- _Problem statement_:
The listing below is to be output in its exact form.

[Entries taken from a collection]
──────────────────────────────

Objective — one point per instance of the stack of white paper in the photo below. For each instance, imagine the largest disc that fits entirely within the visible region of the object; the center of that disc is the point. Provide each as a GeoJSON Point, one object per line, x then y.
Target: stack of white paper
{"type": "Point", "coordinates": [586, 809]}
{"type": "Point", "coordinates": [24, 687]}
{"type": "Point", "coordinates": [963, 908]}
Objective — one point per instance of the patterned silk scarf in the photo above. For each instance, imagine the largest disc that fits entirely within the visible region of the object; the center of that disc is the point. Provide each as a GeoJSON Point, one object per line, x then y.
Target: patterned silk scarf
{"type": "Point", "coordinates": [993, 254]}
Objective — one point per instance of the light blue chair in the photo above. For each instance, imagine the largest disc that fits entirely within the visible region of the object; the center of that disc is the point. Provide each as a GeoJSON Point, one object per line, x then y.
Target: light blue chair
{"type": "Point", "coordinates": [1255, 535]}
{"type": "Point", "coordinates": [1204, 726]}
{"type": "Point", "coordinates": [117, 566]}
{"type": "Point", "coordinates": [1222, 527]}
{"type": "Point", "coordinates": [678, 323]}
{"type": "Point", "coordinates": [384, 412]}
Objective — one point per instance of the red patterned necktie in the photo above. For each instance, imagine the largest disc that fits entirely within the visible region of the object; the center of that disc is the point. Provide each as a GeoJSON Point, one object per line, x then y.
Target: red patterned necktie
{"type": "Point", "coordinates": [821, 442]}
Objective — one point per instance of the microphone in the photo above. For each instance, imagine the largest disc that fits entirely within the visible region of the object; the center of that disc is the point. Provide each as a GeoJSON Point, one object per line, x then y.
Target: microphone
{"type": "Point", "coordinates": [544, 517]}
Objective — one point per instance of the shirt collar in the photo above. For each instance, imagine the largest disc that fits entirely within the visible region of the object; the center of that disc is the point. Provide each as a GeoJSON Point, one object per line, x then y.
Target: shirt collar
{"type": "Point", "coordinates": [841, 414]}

──────────────────────────────

- _Solution for this problem_:
Objective — one point per instance of the stack of white paper in the photo below. For each instance, imagine the largest disc that fits entirely within the visible region of the object; the center of that disc is the point. Provide each as a GeoJSON Point, one object per line, x then y.
Target: stack of white paper
{"type": "Point", "coordinates": [586, 809]}
{"type": "Point", "coordinates": [24, 687]}
{"type": "Point", "coordinates": [963, 908]}
Objective — one point per instance of the patterned silk scarf in the photo above. For each instance, imagine the largest disc that fits entirely within the visible region of the object; the center of that disc is the point. Provide each as a GeoJSON Point, one object per line, x then y.
Target: patterned silk scarf
{"type": "Point", "coordinates": [993, 254]}
Objective — one point per instance of the light blue chair in the photo above. For each instance, imagine the largest disc that fits entirely within the visible region of the object; the center of that disc is the point. Provide each as a GeoJSON Point, one object per line, x then y.
Target: light blue chair
{"type": "Point", "coordinates": [1255, 535]}
{"type": "Point", "coordinates": [1204, 726]}
{"type": "Point", "coordinates": [117, 566]}
{"type": "Point", "coordinates": [1222, 527]}
{"type": "Point", "coordinates": [678, 323]}
{"type": "Point", "coordinates": [384, 412]}
Objective — one point per instance of the red patterned necktie in the photo above. For each instance, imagine the largest disc that fits entirely within the visible region of the object; the center of that disc is the point. Provide each as a GeoJSON Point, one object per line, x then y.
Target: red patterned necktie
{"type": "Point", "coordinates": [821, 442]}
Objective — one point per instance of the microphone in the photo above. For each instance, imagine the largest disc that fits entirely within the visible region of the object; the center of that disc is the point. Provide each as a GeoJSON Point, one object per line, x then y.
Target: microphone
{"type": "Point", "coordinates": [544, 517]}
Objective — one point per instance of the shirt collar in the photo above. For each instance, imagine the largest disc that fits entirely within the visible region of the object; the center of that disc is the point. Provide each as a GeoJSON Point, one object per line, x then y.
Target: shirt collar
{"type": "Point", "coordinates": [841, 414]}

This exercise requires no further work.